#### PASSAGE FOR REVIEW:
- - -
Paul Larkin is a Senior Research Fellow at the Heritage Foundation. He recently published a policy paper. His thesis is that it is a mistake to claim that marijuana legalization disputes should be left to the states to resolve because the states have the right to regulate the practice of medicine. For 80 years, even since the Federal Food Drug and Cosmetic Act became law in 1938, American society has left to the professional, expert judgment of the Commissioner of Food and Drugs the authority to decide what drugs are “safe” and “effective” and therefore may be distributed in interstate commerce. Paul’s position is that there is no reason to treat marijuana differently from any other legal or illicit drug.
Paul J. Larkin, Jr., States’ Rights and Federal Wrongs: The Misguided Attempt to Label Marijuana Legalization Efforts as a “States’ Rights” Issue, 16 Geo. J. L. & Pub. Pol’y 495 (2018)
- - -
#### THE DATA:

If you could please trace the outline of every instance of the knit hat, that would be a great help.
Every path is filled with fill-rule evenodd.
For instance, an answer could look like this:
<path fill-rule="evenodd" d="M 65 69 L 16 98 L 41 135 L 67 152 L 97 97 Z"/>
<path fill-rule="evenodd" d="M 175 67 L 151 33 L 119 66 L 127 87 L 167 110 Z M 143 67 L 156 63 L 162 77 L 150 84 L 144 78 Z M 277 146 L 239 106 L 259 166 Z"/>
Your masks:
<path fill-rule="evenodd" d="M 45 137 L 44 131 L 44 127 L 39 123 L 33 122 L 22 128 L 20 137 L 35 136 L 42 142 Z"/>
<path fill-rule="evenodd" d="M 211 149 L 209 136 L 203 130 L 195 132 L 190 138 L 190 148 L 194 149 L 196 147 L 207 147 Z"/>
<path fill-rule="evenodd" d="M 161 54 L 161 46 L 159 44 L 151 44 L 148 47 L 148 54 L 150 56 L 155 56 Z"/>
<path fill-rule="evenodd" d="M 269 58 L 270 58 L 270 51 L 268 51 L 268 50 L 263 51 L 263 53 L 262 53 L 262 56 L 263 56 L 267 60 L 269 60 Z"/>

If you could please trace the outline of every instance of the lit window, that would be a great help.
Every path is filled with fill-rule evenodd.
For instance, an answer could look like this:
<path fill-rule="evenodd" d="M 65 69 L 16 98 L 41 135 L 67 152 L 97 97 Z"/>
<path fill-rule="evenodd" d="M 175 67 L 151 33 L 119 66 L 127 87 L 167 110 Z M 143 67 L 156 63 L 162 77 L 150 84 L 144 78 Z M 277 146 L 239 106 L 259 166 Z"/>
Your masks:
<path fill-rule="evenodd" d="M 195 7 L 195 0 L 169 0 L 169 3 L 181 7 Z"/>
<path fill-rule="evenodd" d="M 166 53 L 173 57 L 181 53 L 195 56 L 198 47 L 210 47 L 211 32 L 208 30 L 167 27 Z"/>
- - -
#### TASK PROMPT:
Continue the passage about Paul Larkin's paper on marijuana legalization and states' rights, starting after its closing citation.

#### REPLY:
Click here to read the paper:
States’ Rights and Federal Wrongs: The Misguided Attempt to Label Marijuana Legalization Efforts as a “States’ Rights” Issue
Paul Larkin also writes in another opinion piece, that the FDA needs to be at the forefront of marijuana policy.
See that oped, here.
Make the FDA a Party to the Decision on What to Do With Marijuana
Few drugs have had as colorful a history, have been the theme of so many cult-classic films or have ignited so many vocal disagreements as marijuana. We are still arguing what to do with it 80 years after Congress passed the Marijuana Tax Act of 1937, which effectively prohibited the non-research use of the drug, and 40-plus years after enactment of the Controlled Substances Act of 1970, which outlawed marijuana.